:: Exercise inputs ::
◇ ◇ ◇ ◇ ◇

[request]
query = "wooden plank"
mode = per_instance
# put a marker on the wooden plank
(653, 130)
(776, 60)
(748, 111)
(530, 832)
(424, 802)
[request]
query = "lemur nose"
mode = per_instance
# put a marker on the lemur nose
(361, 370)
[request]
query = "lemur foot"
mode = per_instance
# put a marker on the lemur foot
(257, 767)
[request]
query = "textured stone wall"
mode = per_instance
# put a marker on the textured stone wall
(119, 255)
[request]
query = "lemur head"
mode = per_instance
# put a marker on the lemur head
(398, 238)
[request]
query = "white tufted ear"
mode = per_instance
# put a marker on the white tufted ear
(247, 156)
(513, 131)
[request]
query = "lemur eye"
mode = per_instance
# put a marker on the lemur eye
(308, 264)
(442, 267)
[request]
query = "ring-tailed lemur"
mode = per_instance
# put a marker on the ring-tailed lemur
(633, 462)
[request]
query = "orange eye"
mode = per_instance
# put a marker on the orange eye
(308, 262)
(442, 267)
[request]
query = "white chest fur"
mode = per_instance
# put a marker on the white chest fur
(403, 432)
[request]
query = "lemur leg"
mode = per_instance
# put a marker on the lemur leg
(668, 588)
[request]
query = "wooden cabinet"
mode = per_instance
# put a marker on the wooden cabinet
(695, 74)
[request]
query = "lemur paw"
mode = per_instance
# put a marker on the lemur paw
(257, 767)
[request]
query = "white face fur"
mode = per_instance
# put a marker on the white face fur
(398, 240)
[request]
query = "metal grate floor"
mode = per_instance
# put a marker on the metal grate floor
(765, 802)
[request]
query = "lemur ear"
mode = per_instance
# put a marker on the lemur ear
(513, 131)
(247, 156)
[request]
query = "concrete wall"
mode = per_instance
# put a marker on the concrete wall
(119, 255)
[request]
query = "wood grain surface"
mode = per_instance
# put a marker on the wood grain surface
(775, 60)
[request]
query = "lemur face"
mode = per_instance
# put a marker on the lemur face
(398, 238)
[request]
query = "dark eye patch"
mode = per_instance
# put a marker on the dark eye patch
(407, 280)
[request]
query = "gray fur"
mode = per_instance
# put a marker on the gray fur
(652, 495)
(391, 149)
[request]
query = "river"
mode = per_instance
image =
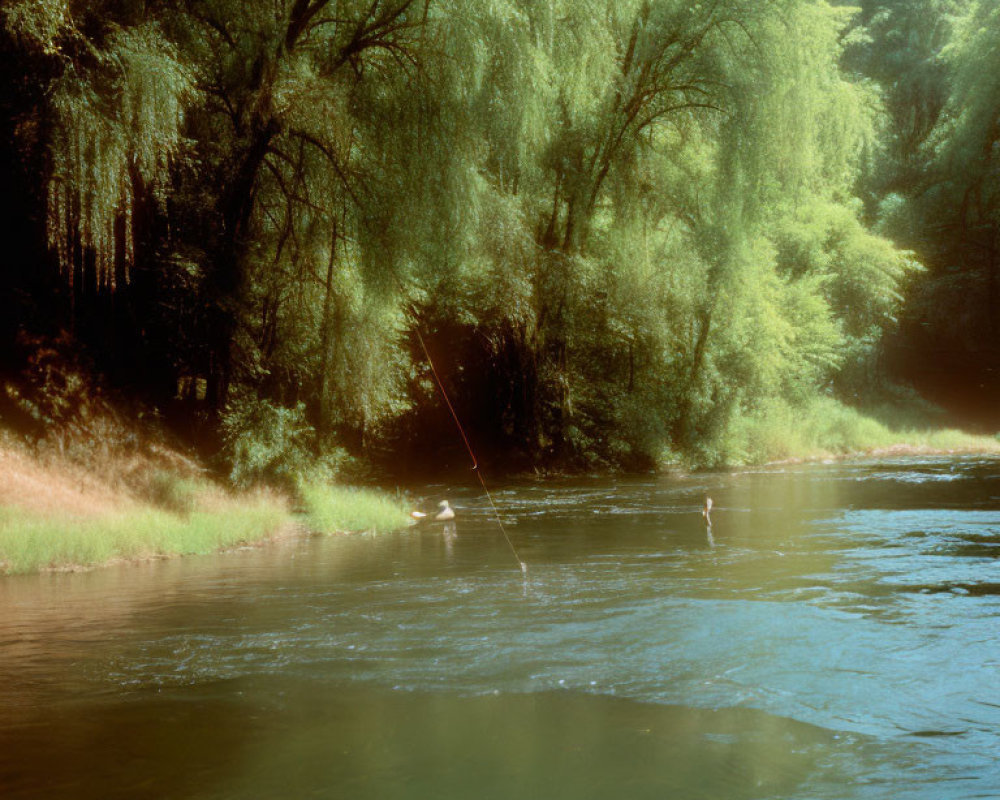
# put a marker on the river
(834, 635)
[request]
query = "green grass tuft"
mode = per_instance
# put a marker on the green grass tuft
(29, 542)
(827, 427)
(333, 509)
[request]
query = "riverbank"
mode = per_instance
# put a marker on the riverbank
(828, 429)
(57, 515)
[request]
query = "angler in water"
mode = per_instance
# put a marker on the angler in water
(445, 514)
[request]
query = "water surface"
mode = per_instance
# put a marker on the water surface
(833, 636)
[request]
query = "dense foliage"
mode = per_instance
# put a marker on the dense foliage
(618, 227)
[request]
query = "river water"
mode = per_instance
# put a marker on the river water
(834, 635)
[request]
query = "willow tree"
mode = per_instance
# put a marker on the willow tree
(115, 113)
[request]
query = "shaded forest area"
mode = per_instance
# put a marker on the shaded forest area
(622, 229)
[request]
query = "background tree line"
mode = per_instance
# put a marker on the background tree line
(618, 227)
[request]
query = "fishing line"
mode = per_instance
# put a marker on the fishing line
(468, 446)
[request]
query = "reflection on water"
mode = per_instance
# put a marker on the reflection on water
(833, 635)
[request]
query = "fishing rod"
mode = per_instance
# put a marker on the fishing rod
(468, 446)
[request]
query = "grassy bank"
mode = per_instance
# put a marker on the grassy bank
(827, 428)
(331, 509)
(56, 514)
(31, 542)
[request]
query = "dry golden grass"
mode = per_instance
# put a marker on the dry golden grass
(50, 489)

◇ ◇ ◇ ◇ ◇

:: The task ::
Make a word-for-word copy of the records above, excluding all pictures.

:: Solution to this exercise ::
[request]
query = "wooden plank"
mode = per_instance
# put a marker on the wooden plank
(653, 130)
(776, 60)
(748, 111)
(530, 832)
(424, 802)
[request]
query = "lemur nose"
mode = per_instance
# put a marker on the lemur nose
(361, 370)
[request]
query = "lemur foot"
mode = per_instance
# put a marker on the lemur foot
(257, 767)
[request]
query = "textured stone wall"
mode = per_instance
# put a marker on the textured stone wall
(119, 255)
[request]
query = "lemur head"
mode = per_instance
# put a marker on the lemur head
(398, 238)
[request]
query = "white tufted ear"
mode = per_instance
# put a marker on the white tufted ear
(247, 156)
(513, 131)
[request]
query = "lemur eye"
mode = per_instance
# put a marker on the lemur eye
(308, 264)
(442, 267)
[request]
query = "ring-tailed lemur"
mode = per_instance
# put a marker on the ring-tailed lemur
(633, 462)
[request]
query = "orange eye"
mode = per_instance
# put a marker on the orange eye
(308, 262)
(442, 267)
[request]
query = "white chest fur"
mode = per_instance
# put a marker on the white chest fur
(403, 432)
[request]
query = "lemur leg"
mode = per_instance
# put a marker on the lemur leg
(668, 588)
[request]
query = "wooden cabinet"
mode = per_instance
# put a marker on the wooden cabinet
(695, 74)
[request]
query = "lemur paw"
mode = per_instance
# put a marker on the lemur paw
(257, 767)
[request]
query = "white face fur"
mode = per_instance
# put a marker on the white face fur
(398, 240)
[request]
query = "metal grate floor"
mode = per_instance
# put a marker on the metal grate floor
(765, 802)
[request]
query = "lemur ear"
mode = per_instance
# put a marker on the lemur ear
(513, 131)
(247, 156)
[request]
query = "concrete wall"
mode = per_instance
# put a marker on the concrete wall
(119, 255)
[request]
query = "wood grain surface"
mode = per_instance
# put a marker on the wood grain surface
(775, 60)
[request]
query = "lemur face"
mode = per_instance
# put a marker on the lemur face
(398, 238)
[request]
query = "dark eye patch"
mode = per_instance
# put a marker on the dark eye patch
(407, 280)
[request]
query = "gray fur"
mode = per_instance
# put a marker on the gray fur
(652, 495)
(391, 149)
[request]
query = "river"
mode = per_instance
image =
# put a marker on the river
(834, 635)
[request]
query = "green grass tuft"
mode = per_instance
# put a marker on the green grass tuft
(29, 542)
(827, 427)
(333, 509)
[request]
query = "riverbank"
mode = per_instance
# put a marker on the riverbank
(828, 429)
(57, 515)
[request]
query = "angler in water"
mode = per_instance
# put a marker on the angler in water
(445, 514)
[request]
query = "water surface"
mode = per_instance
# put a marker on the water surface
(833, 636)
[request]
query = "dense foliage"
mode = per_instance
# put a marker on the dense foliage
(618, 227)
[request]
query = "river water"
mode = per_instance
# put a marker on the river water
(834, 635)
[request]
query = "willow tree"
mode = per_instance
# put a marker on the willow tree
(115, 113)
[request]
query = "shaded forest area"
mode = per_instance
# put a marker on the shaded forest area
(622, 229)
[request]
query = "background tree line"
mode = per_instance
# put a marker on the background tree line
(618, 227)
[request]
query = "fishing line"
mode = per_instance
# put a marker on the fishing line
(468, 446)
[request]
query = "reflection on water"
mode = per_instance
# put a marker on the reflection on water
(833, 635)
[request]
query = "fishing rod"
mode = per_instance
# put a marker on the fishing rod
(468, 446)
[request]
query = "grassy bank"
mode = per_instance
# put a marker on the grassy bank
(827, 428)
(331, 509)
(56, 514)
(31, 542)
[request]
query = "dry golden grass"
mode = per_instance
# put a marker on the dry golden grass
(50, 489)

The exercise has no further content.